=== Supplied passage ===
______

From: Peter Xu <peterx@redhat.com>

QEMU plays a trick with null pointers inside an array of pointers in a VMSD
field.  See 07d4e69147 ("migration/vmstate: fix array of ptr with
nullptrs") for more details on why.  The idea makes sense in general, but
it may overlooked the JSON writer where it could write nothing in a
"struct" in the JSON hints section.

We hit some analyze-migration.py issues on s390 recently, showing that some
of the struct field contains nothing, like:

{"name": "css", "array_len": 256, "type": "struct", "struct": {}, "size": 1}

As described in details by Fabiano:

https://lore.kernel.org/r/87pll37cin.fsf@suse.de

It could be that we hit some null pointers there, and JSON was gone when
they're null pointers.

______

=== Extracted entries ===
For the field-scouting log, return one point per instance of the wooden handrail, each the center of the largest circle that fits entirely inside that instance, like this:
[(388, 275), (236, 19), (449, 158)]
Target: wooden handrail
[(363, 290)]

______

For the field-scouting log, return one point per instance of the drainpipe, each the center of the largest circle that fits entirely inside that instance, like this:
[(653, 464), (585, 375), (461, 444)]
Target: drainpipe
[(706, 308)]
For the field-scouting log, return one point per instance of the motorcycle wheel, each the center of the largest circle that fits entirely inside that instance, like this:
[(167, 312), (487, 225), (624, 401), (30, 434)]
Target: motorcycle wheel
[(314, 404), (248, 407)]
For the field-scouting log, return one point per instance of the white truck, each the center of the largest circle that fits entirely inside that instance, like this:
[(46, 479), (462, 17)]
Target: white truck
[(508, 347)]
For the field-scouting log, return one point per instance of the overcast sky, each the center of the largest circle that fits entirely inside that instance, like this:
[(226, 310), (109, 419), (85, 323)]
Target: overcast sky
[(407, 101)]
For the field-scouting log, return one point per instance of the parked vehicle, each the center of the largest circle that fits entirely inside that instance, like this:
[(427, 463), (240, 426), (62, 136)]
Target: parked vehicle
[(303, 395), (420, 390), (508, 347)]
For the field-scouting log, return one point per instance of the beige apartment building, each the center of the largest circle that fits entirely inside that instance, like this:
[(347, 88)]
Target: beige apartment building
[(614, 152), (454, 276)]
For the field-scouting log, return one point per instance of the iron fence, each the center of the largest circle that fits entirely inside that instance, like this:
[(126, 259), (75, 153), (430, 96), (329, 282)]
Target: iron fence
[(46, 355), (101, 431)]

______

=== Problems ===
1 > Answer these questions from the text on QEMU's migration JSON writer:
(a) Which commit does it cite for details on the null-pointer trick?
(b) On which platform were the analyze-migration.py issues hit?
(c) What "array_len" value appears in the example "css" field?
2 > Carry on the QEMU migration patch description from its final sentence.
The records have no connection to the text.

=== Results by task ===
1 >
(a) 07d4e69147 ("migration/vmstate: fix array of ptr with nullptrs")
(b) s390
(c) 256

2 >
To fix it, instead of hacking around only at VMStateInfo level, do that
from VMStateField level, so that JSON writer can also be involved.  In this
case, JSON writer will replace the pointer array (which used to be a
"struct") to be the real representation of the nullptr field.

Signed-off-by: Peter Xu <peterx@redhat.com>
---
 migration/vmstate.c | 118 ++++++++++++++++++++++++++++++++++----------
 1 file changed, 91 insertions(+), 27 deletions(-)

diff --git a/migration/vmstate.c b/migration/vmstate.c
index aa2821dec6..52704c822c 100644
--- a/migration/vmstate.c
+++ b/migration/vmstate.c
@@ -51,6 +51,36 @@ vmstate_field_exists(const VMStateDescription *vmsd, const VMStateField *field,
     return result;
 }
 
+/*
+ * Create a fake nullptr field when there's a NULL pointer detected in the
+ * array of a VMS_ARRAY_OF_POINTER VMSD field.  It's needed because we
+ * can't dereference the NULL pointer.
+ */
+static const VMStateField *
+vmsd_create_fake_nullptr_field(const VMStateField *field)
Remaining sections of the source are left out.